Page extract:
* Begin *
For whatsoever words ye find in any man's book signify quicksilver, which
we call water of sulphur, which also we sometimes say is lead and copper
and copulated coin.
The Fifty-Second Dictum.
Ixumdrus saith:- You will have
treated most excellently, O Horfolcus, concerning the regimen of copper
and the humid spirit, provided you proceed therewith.
And he:- Perfect, therefore,
what I have omitted, O Ixumdrus!
Ixumdrus saith:- You must know
that this Ethelia which you have previously mentioned and notified, which
also the envious have called by many names, doth whiten, and tinge when
it is whitened; then truly the Philosophers have called it the Flower of
Gold, because it is a certain natural thing. Do you not remember what the
Philosophers have said, that before it arrives at this terminus, copper
does not tinge? But when it is tinged it tinges, because quicksilver tinges
when it is combined with its tincture. But when it is mixed with those
ten things which the Philosophers have denominated fermented urines, then
have they called all these things Multiplication. But some have termed
their mixed bodies Corsufle and Gum of Gold. Therefore, those names which
are found in the books of the Philosophers, and are thought superfluous
and vain, are true and yet are fictitious, because they are one thing,
one opinion, and one way. This is the quicksilver which is indeed extracted
from all things, out of which all things are produced, which also is pure
water that destroys the shade of copper. And know ye that this quicksilver,
when it is whitened, becomes a sulphur which contains sulphur, and is a
venom that has a brilliance like marble; this the envious call Ethelia,
orpiment and sandarac, out of which a tincture and pure spirit ascends
with a mild fire, and the whole pure flower is sublimated, which flower
becomes wholly quicksilver. It is, therefore, a most great arcanum which
the Philosophers have thus described, because sulphur alone whitens copper.
* End *
Dataset content:
* Begin *
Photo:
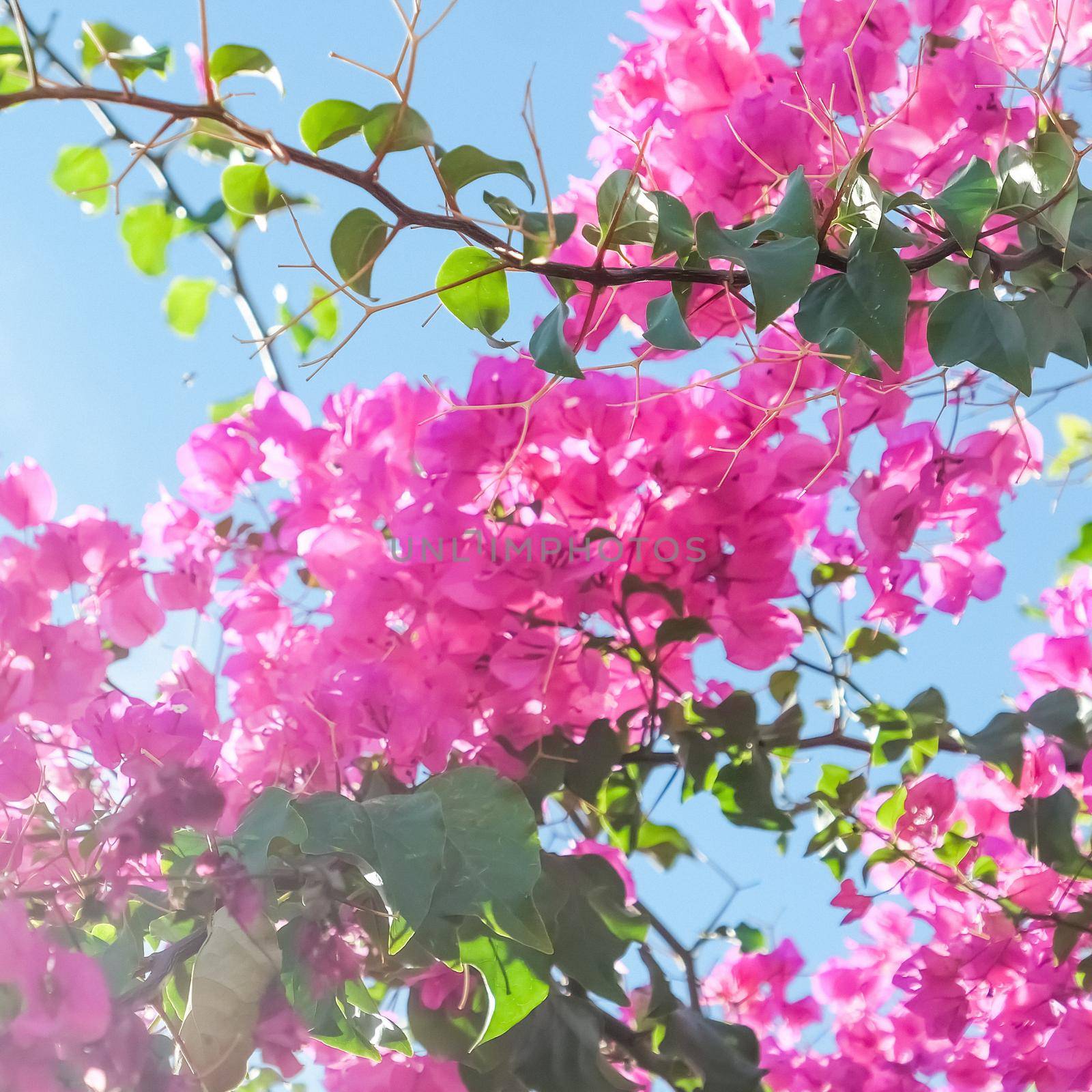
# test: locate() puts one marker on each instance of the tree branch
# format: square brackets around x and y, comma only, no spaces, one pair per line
[367,180]
[156,167]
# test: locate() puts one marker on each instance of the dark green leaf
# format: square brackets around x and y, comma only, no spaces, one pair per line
[871,300]
[966,202]
[865,644]
[973,327]
[491,854]
[725,1057]
[535,227]
[592,928]
[83,173]
[666,328]
[592,760]
[1050,328]
[246,189]
[480,300]
[549,349]
[744,791]
[1001,743]
[1046,827]
[626,211]
[325,124]
[1044,176]
[129,56]
[672,631]
[401,838]
[674,227]
[271,816]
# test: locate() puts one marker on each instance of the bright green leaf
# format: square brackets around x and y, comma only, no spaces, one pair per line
[243,60]
[246,189]
[129,56]
[186,304]
[465,164]
[393,127]
[358,240]
[147,229]
[480,300]
[83,173]
[325,124]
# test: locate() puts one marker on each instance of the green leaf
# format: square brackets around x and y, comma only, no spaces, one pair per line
[221,411]
[491,853]
[626,211]
[516,977]
[401,838]
[83,173]
[871,300]
[971,326]
[780,270]
[358,238]
[1046,175]
[467,164]
[725,1057]
[1065,715]
[534,227]
[246,189]
[325,313]
[129,56]
[325,124]
[186,304]
[1050,328]
[1001,743]
[243,60]
[393,127]
[592,928]
[666,328]
[865,644]
[794,218]
[482,303]
[269,817]
[672,631]
[674,227]
[593,759]
[147,229]
[549,349]
[557,1048]
[1046,826]
[744,790]
[968,199]
[780,274]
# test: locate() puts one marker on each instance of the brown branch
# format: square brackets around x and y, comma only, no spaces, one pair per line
[367,180]
[224,251]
* End *
Goal A:
According to the alchemical dictum, why are the names in the books of the Philosophers that seem "superfluous and vain" nonetheless true? Answer in one to three sentences.
Goal B:
What does the alchemical dictum say alone whitens copper?
The listing above plays no part in this exercise.

Problem solution A:
They are true, though also fictitious, because all of them refer to one thing, one opinion, and one way.

Problem solution B:
Sulphur alone whitens copper.